When you repeat the entries below, please keep them exact and leave out the pictures.

* _Material for this exercise_:

_ _ _ _ _

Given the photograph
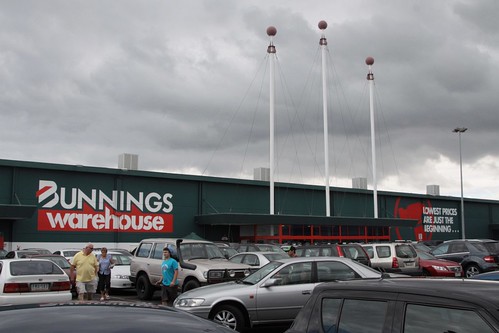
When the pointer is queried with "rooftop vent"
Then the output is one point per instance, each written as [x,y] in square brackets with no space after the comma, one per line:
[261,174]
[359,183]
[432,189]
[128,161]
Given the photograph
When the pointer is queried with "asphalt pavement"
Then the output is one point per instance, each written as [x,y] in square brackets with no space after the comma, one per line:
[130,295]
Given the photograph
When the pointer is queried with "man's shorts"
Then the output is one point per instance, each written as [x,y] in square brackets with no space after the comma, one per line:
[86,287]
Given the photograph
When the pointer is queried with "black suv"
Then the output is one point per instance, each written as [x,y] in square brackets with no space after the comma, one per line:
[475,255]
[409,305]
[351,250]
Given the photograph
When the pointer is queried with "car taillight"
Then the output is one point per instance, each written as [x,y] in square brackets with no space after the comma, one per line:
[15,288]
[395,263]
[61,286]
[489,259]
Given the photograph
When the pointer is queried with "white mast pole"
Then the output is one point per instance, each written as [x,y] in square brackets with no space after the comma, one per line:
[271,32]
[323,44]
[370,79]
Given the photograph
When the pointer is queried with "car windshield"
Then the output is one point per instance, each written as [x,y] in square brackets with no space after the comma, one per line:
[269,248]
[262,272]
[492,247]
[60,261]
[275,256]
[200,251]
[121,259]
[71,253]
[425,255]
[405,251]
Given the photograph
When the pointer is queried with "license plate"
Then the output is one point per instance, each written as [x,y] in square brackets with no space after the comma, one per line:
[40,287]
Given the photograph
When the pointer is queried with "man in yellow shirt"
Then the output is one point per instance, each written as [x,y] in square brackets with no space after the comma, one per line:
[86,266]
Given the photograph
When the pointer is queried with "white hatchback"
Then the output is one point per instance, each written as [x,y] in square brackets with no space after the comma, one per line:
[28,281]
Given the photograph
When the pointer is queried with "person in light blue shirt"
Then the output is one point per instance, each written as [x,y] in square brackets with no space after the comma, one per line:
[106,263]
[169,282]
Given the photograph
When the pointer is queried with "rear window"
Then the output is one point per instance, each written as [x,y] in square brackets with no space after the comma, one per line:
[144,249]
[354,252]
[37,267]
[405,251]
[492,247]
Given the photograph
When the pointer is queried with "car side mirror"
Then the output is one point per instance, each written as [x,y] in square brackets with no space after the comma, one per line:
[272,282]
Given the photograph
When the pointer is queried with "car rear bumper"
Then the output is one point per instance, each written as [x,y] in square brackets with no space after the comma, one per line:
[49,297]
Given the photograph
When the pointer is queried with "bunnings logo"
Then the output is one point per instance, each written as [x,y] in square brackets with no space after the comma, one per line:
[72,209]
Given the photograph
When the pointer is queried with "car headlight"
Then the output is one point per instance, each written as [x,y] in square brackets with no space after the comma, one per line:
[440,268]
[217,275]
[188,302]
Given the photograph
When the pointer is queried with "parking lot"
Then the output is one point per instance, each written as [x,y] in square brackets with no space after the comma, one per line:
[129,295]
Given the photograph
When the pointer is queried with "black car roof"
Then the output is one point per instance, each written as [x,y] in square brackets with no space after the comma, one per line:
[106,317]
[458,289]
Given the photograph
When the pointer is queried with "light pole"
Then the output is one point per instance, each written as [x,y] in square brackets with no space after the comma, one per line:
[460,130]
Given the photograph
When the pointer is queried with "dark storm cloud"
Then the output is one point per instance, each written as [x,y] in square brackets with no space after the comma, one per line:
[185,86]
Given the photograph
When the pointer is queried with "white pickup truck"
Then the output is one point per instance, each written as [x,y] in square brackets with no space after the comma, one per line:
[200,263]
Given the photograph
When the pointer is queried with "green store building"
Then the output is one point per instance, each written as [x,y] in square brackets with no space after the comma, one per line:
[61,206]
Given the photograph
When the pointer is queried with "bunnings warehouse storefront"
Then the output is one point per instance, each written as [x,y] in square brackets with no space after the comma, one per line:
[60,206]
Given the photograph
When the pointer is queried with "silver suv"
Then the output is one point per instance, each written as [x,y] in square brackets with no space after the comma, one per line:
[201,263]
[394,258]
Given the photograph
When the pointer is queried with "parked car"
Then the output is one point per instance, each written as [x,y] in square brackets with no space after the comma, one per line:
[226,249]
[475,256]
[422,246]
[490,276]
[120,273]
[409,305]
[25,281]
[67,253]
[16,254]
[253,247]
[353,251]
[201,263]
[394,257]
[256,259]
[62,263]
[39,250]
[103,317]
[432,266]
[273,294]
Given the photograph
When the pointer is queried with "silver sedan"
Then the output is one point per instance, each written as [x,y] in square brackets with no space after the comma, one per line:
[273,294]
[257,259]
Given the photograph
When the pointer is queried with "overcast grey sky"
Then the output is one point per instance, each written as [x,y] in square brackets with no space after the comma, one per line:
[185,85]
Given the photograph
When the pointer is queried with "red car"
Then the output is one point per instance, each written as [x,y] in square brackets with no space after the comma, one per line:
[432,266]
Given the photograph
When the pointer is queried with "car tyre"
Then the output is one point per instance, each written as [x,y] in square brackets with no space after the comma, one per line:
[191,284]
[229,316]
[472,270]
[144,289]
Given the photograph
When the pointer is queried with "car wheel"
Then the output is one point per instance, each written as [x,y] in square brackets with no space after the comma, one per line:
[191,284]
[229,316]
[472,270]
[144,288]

_ _ _ _ _

* _Result_:
Given the photograph
When the pointer is queried with "rooftop vent"
Then the output is one point per instance, each written as [x,y] in square brackets with no space after the comma, one per line:
[261,174]
[359,183]
[432,189]
[128,161]
Given the photograph
When the pointer is queried with "asphalt pavement"
Then the output is one point per instance, each written as [x,y] in square brackets with no space after the comma, one per line:
[130,295]
Given the photograph
When the pointer is queried with "man's shorts"
Then the output is one point per instance, each written as [x,y] in square brackets with no space after the comma, one per line:
[86,287]
Given the photograph
When the pointer is queried with "black suv"
Then the output is one point per instance, each written as [x,y] in square brackets with no space after the comma, one per line:
[475,255]
[409,305]
[351,250]
Given the photograph
When the pointer is queried with "car taillight"
Then the output is one point per instance, each written as [x,y] in square brackets with no space after the comma, one per line:
[15,288]
[395,263]
[61,286]
[489,259]
Given the photograph
When the pointer is queried with "white mast pole"
Then the output is one point per instance, each written as [x,y] in square brackets with no space after the comma, one per line:
[271,32]
[323,44]
[370,79]
Given the photograph
When the pointer is queried with "car windshield"
Then the output is one point per instance, each written as [x,y] in square brackets with no space after the comma, one per line:
[269,248]
[262,272]
[492,247]
[60,261]
[275,256]
[200,251]
[121,259]
[71,253]
[425,255]
[405,251]
Given the photograph
When the pointer is queried with "license plate"
Then the output is one point per instance, each written as [x,y] in square brackets with no space after the comma, one per line:
[40,287]
Given the photograph
When the pointer is queried with "man in yellow shirt"
Then the output is one point per instance, each written as [x,y] in square brackets with no space after the comma, one per line:
[86,266]
Given the photograph
When the pointer is queried with "white hatchback"
Then the output is one point per instance, each written as [x,y] in square brackets with no space after the comma, one per line:
[28,281]
Given the photograph
When the pointer is queried with "person in light blue shirt"
Then the output is one point per instance, each written as [x,y] in square brackets with no space after the comma, one per line:
[106,263]
[169,282]
Given the photograph
When the pointer is queried with "rear window"
Then the output is one point per instance, each written as [x,y] in square brackets with no space after the comma, one per line:
[144,249]
[354,252]
[37,267]
[405,251]
[492,247]
Given the photograph
When the pointer is queried with "car side mirror"
Then the output is one point per instance, each written as [x,y] in square brackets with no space after the comma, one per line:
[272,282]
Given the photograph
When the pointer is queried with "car rear bumper"
Then the output is one point per instance, each written as [x,y] in square brackets with no space after the comma, one per line:
[49,297]
Given the photograph
When the pointer is queried with "bunnings logo"
Then the output is one point per instance, each written as [x,y] in square brackets with no space after the comma, one per line:
[72,209]
Given the photograph
When the pointer is queried with "car headlight"
Then the output is one point per instance, each written as [x,y] in square brackets with no space after the comma, one per line:
[440,268]
[217,275]
[188,302]
Given the photograph
When the pointer is queried with "parking lot"
Then the output is one point per instance, each written as [x,y] in square brackets with no space after the comma, one per line:
[129,295]
Given the photograph
When the pointer is queried with "black car roof"
Then the output is one point per instance, each written as [x,y] in square brackets with no space after the comma, one per line:
[106,317]
[458,289]
Given the photograph
When the pointer is queried with "light pole"
Then the output is one point per instance, each written as [x,y] in square brackets with no space after the comma, one per line:
[460,130]
Given the photograph
When the pointer is queried with "dark storm cloud"
Then the output is one point per instance, each written as [x,y] in square brackets with no space after the comma, one per line:
[185,86]
Given the photograph
When the pointer is queried with "white pickup truck"
Then the output is one point per instance, each written as [x,y] in square brackets with no space after the comma, one per line:
[200,263]
Given the photograph
When the pointer is queried with "green store building"
Then the output is one point per instance, each written as [x,y] in square brackets with no space after the comma, one per line:
[61,206]
Given the photograph
When the pointer is queried with "bunnings warehouse storefront"
Then the output is one point per instance, each written as [x,y] in square brackets with no space after the comma, one per line:
[60,206]
Given the photograph
When the pointer is queried with "silver suv"
Then the output is one point per instance, each written as [x,y] in square brackets with no space after the comma, one per line:
[201,263]
[394,258]
Given the photograph
When the pointer is queried with "parked car"
Then the output is one point per instance, each written as [x,y] in square brackets with no space after the comma, one per line:
[226,249]
[475,256]
[422,246]
[490,276]
[120,273]
[409,305]
[25,281]
[67,253]
[16,254]
[253,247]
[353,251]
[201,263]
[394,257]
[256,259]
[62,263]
[39,250]
[103,317]
[432,266]
[273,294]
Given the photograph
When the pointer is queried with "silver sedan"
Then the output is one point per instance, each written as [x,y] in square brackets with no space after the comma, one per line:
[273,294]
[257,259]
Given the photograph
When the pointer is queried with "overcast grey sky"
Then the output is one point per instance, each written as [x,y] in square brackets with no space after the comma, one per line:
[185,85]
Given the photograph
When the pointer is queried with "red car"
Then the output is one point per instance, each written as [x,y] in square brackets with no space after the comma, one per line:
[432,266]
Given the photograph
When the pointer is queried with "car tyre"
Then the output is one point per instance, each written as [x,y] in square brackets with no space after the comma, one per line:
[191,284]
[229,316]
[472,270]
[144,289]
Given the photograph
When the pointer is queried with "car wheel"
Then the output is one point per instance, each written as [x,y] in square brackets with no space after the comma, one per line:
[191,284]
[229,316]
[472,270]
[144,288]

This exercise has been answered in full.